— BEGIN ITEMS —

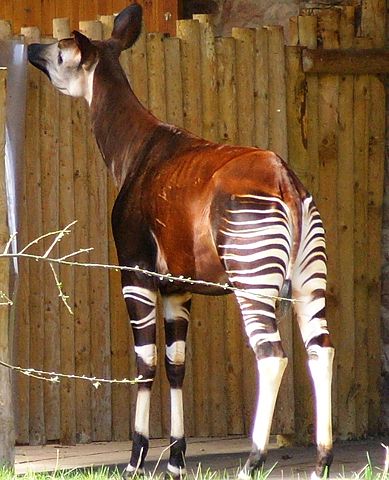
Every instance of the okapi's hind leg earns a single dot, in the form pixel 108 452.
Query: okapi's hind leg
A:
pixel 255 243
pixel 141 306
pixel 176 314
pixel 308 288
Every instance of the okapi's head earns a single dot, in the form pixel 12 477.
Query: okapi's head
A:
pixel 70 63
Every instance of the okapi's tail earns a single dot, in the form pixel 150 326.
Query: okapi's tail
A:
pixel 285 296
pixel 293 193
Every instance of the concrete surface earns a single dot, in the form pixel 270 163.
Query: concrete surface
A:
pixel 215 454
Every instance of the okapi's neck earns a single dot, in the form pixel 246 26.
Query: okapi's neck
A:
pixel 120 122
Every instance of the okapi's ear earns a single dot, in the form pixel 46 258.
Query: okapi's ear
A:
pixel 86 47
pixel 127 26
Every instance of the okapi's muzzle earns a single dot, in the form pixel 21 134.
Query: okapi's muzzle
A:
pixel 36 56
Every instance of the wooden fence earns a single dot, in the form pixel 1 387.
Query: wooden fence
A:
pixel 248 89
pixel 7 439
pixel 160 15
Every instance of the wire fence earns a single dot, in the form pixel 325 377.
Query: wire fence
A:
pixel 55 377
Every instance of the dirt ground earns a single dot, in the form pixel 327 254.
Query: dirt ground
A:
pixel 216 454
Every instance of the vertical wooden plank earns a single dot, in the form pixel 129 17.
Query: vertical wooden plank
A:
pixel 166 14
pixel 7 433
pixel 61 29
pixel 76 346
pixel 245 39
pixel 118 313
pixel 375 199
pixel 6 10
pixel 226 69
pixel 307 31
pixel 278 141
pixel 48 139
pixel 189 33
pixel 217 372
pixel 157 105
pixel 297 113
pixel 373 22
pixel 174 100
pixel 156 74
pixel 5 30
pixel 328 24
pixel 138 68
pixel 361 157
pixel 47 15
pixel 208 77
pixel 100 356
pixel 345 198
pixel 34 210
pixel 200 330
pixel 21 307
pixel 308 38
pixel 261 96
pixel 244 51
pixel 303 409
pixel 234 367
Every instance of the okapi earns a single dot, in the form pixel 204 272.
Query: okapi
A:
pixel 225 214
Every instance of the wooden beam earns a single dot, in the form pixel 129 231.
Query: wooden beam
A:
pixel 6 407
pixel 346 61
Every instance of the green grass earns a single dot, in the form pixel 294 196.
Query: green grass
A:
pixel 369 472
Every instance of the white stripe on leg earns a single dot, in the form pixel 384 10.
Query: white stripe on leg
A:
pixel 177 413
pixel 270 371
pixel 142 412
pixel 320 365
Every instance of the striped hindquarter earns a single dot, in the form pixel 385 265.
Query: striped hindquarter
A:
pixel 255 244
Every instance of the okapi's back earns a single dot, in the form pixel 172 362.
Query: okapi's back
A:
pixel 188 195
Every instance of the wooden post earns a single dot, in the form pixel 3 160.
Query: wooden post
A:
pixel 49 165
pixel 345 187
pixel 34 210
pixel 138 69
pixel 156 74
pixel 226 68
pixel 5 30
pixel 278 140
pixel 245 43
pixel 362 322
pixel 100 353
pixel 328 128
pixel 61 28
pixel 120 367
pixel 376 164
pixel 373 22
pixel 261 97
pixel 208 77
pixel 7 434
pixel 189 33
pixel 174 101
pixel 303 409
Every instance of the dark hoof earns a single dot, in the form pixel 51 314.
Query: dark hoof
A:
pixel 175 473
pixel 253 465
pixel 132 475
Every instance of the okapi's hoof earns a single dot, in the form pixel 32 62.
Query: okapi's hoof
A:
pixel 253 465
pixel 315 476
pixel 175 473
pixel 133 474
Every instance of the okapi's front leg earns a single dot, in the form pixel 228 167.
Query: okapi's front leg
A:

— END ITEMS —

*JOB:*
Print the line containing "Every instance of the okapi earns" and every line after it to the end of the records above, exactly as written, and nothing else.

*TASK ANSWER:*
Every instance of the okapi earns a single dot, in the form pixel 204 272.
Query: okapi
A:
pixel 225 214
Every instance of the wooden beam earns a single dot, in the form pixel 129 231.
Query: wooden beam
A:
pixel 6 407
pixel 346 61
Every instance of the green grass earns a single dot, in the form pixel 294 196.
Query: green grass
A:
pixel 369 472
Every instance of the white stripe on leg earns a single dot, in the form pixel 384 10.
Query: white stripe on leg
A:
pixel 177 413
pixel 270 371
pixel 142 412
pixel 320 365
Every instance of the striped hindquarter earns a single dot, in the form pixel 385 265.
Query: striped hindquarter
A:
pixel 255 244
Every instance of the okapi's back earns a single dot, in the form pixel 172 362.
Query: okapi's back
A:
pixel 188 195
Every instance of the wooden post earns a single dot, in the form pixel 3 160.
Query: wooden post
A:
pixel 49 165
pixel 345 187
pixel 34 210
pixel 138 69
pixel 156 74
pixel 226 68
pixel 5 30
pixel 278 140
pixel 245 43
pixel 362 322
pixel 100 353
pixel 328 128
pixel 61 28
pixel 120 367
pixel 376 164
pixel 373 22
pixel 261 97
pixel 208 77
pixel 7 434
pixel 189 33
pixel 174 101
pixel 303 409
Every instance of the dark hoof earns a single dot, in the form pixel 51 314.
Query: dark hoof
A:
pixel 175 473
pixel 253 465
pixel 132 475
Every instance of the okapi's hoof earns a single dot, in the form pixel 32 62.
Query: okapi's hoof
A:
pixel 253 465
pixel 315 476
pixel 175 473
pixel 133 474
Every instance of the okapi's front leg earns a single dot, in the form pixel 228 167.
Query: okapi's front leg
A:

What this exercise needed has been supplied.